-------- SOURCE EXTRACT --------

But it's the link between the Annunciation and the Crucifixion which has most fascinated theologians and artists over the centuries. Here's one beautiful passage from the Old English Martyrology, in its entry for March 25, explaining what was by the ninth century the common understanding of the date (the text is from this edition, pp.72-7, with my translation):

On ðone fif ond twentegðan dæg þæs monðes com Gabrihel ærest to Sancta Marian mid Godes ærende, ond on ðone dæg Sancta Maria wæs eacen geworden on Nazareth ðære ceastre þurh þæs engles word ond þurh hire earena gehyrnesse, swa þas treowa ðonne hi blostmiað þurh þæs windes blæd.... Ond ða æfter twa ond ðritegum geara ond æfter ðrym monðum wæs Crist ahangen on rode on ðone ylcan dæg. Ond sona swa he on ðære rode wæs, ða gescæfta tacnedon þæt he was soð God. Seo sunne asweartade, ond se dæg wæs on þeostre niht gecierred fram midne dæg oð non.

On the twenty-fifth day of the month Gabriel first came to St Mary with God’s message, and on that day St Mary conceived in the city of Nazareth through the angel’s word and through the hearing of her ears, like trees when they blossom at the blowing of the wind... And then after thirty-two years and three months Christ was crucified on the cross on the same day. And as soon as he was on the cross, creation revealed that he was truly God: the sun grew black, and the day was turned into dark night from midday until the ninth hour.
At the Annunciation Mary becomes like the blossoming trees in spring, and like the tree which became Christ's cross: she bears new life to the world. The parallel reflects the ancient tradition which links Mary with scriptural images of the tree or the vine, frequently used in the liturgy on feasts of the Virgin - this, for instance. She is the root of Jesse from which grows the rod, the virgo who bears the virga. And if she is the vine and the tree, she is like the cross - most honoured among human beings and closest to Christ, as the tree of the cross is the most honoured among creatures of the natural world. (For a fascinating discussion of this imagery in light of the link between Mary and the tree/cross in the Anglo-Saxon poem The Dream of the Rood, see this book.) The later medieval hymn Lignum vitae quaerimus muses on the parallel:

Lignum vitae quaerimus,
Qui vitam amisimus
Fructu ligni vetiti...
Fructus, per quem vivitur,
Pendet, sicut creditur,
Virginis ad ubera,
Et ad crucem iterum
Inter viros scelerum
Passus quinque vulnera.
Hic virgo puerpera,
Hic crux salutifera,
Ambe ligna mystica;
Haec hysopus humilis
Illa cedrus nobilis,
Utraque vivifica.

We seek the tree of life,
We who lost life
Through the fruit of the forbidden tree...
The fruit which gives life
Hangs, as we believe,
Upon the Virgin's breast,
And again upon the cross
Between two thieves,
Pierced with five wounds.
Here, the child-bearing Virgin,
Here, the saving cross;
Both are mystic trees.
[The cross], the humble hyssop,
She, the noble cedar,
And both life-giving.


The name 'MARIA' as a tree bearing the fruit 'love', from a 15th-century English manuscript, BL Add. 37049, f. 26
(the poem beside it is 'In a tabernacle of a tower')

-------- SUPPLIED INFORMATION --------

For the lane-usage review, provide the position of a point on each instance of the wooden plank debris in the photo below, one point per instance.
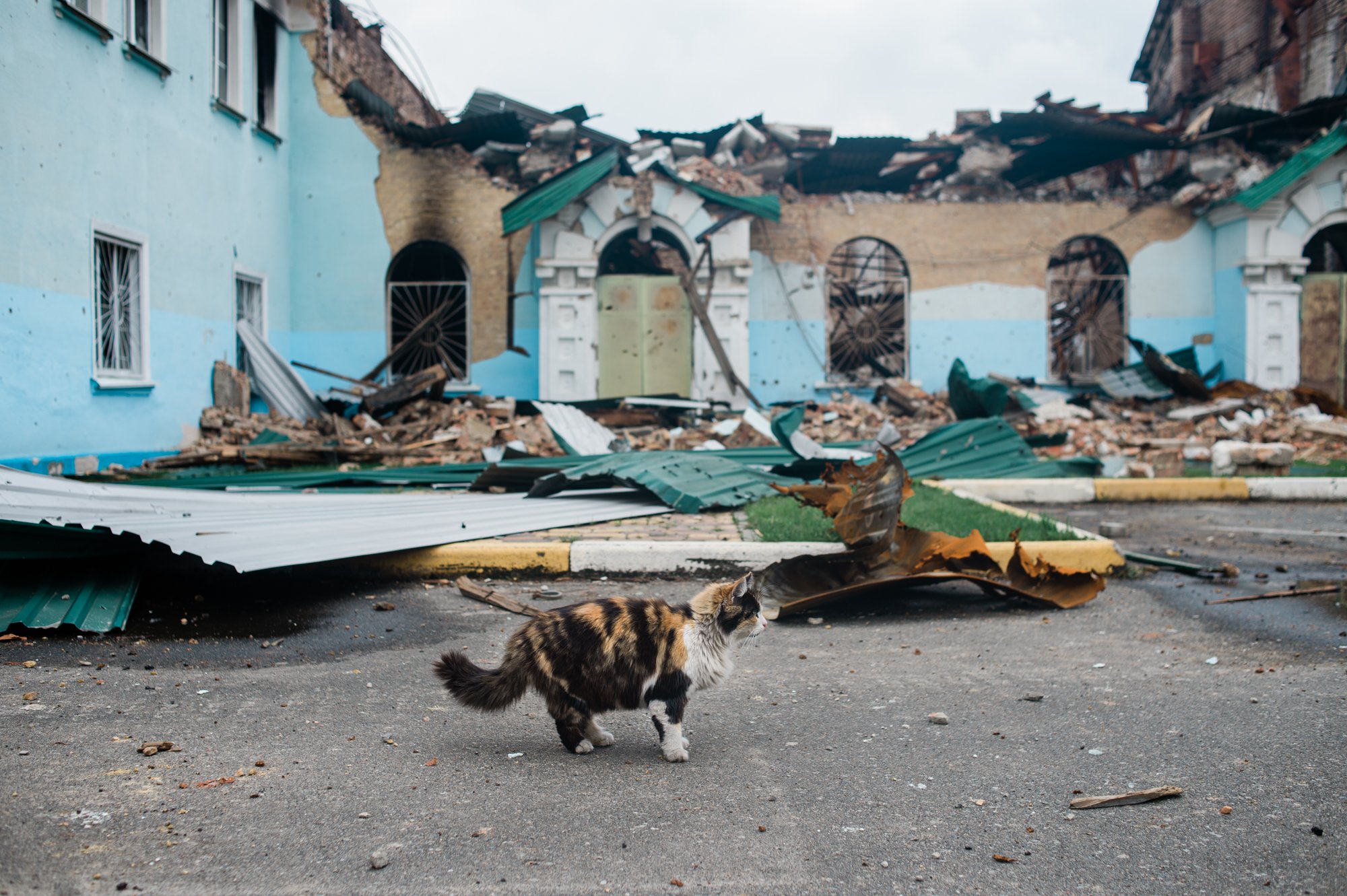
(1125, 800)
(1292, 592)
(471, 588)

--------
-------- SUPPLIED INFORMATION --------

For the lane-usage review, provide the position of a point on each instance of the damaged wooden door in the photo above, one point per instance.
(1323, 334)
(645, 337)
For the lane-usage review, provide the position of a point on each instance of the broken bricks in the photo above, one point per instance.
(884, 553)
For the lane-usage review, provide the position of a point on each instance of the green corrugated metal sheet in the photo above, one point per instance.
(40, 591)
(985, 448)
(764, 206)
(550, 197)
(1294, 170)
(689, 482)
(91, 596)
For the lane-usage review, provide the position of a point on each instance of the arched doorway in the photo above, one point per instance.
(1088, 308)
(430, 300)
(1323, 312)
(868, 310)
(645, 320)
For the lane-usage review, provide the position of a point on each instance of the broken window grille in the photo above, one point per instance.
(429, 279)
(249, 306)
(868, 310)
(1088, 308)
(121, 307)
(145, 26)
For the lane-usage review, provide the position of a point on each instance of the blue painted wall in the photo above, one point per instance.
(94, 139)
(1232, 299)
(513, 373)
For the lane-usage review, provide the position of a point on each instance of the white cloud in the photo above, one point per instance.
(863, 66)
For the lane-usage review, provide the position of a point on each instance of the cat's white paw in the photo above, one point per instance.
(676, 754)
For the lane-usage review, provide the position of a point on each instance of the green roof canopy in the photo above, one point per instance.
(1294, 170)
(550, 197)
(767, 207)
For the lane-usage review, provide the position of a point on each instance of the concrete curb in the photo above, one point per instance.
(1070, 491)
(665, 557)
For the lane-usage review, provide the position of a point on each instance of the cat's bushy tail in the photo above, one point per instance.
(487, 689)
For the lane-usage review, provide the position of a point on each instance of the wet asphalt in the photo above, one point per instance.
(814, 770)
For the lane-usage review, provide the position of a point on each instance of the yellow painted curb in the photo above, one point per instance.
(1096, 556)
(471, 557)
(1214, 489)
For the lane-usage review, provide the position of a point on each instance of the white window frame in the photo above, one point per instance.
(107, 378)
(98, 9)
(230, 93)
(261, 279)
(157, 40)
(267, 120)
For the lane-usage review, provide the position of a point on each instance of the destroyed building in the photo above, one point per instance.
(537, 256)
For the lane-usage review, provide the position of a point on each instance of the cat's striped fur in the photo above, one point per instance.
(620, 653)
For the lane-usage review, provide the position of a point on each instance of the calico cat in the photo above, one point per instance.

--------
-------- SUPPLIED INFORMATION --------

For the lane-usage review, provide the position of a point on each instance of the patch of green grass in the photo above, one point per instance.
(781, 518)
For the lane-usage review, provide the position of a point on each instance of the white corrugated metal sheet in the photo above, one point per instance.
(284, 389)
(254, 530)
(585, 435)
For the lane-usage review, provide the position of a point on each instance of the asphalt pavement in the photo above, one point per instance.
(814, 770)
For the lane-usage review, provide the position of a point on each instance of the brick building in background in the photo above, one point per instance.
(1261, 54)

--------

■ **EXERCISE DESCRIPTION**: According to the Annunciation extract, how long after Gabriel came to Mary was Christ crucified? Rely on the Annunciation extract alone.

■ **TASK OUTPUT**: Thirty-two years and three months.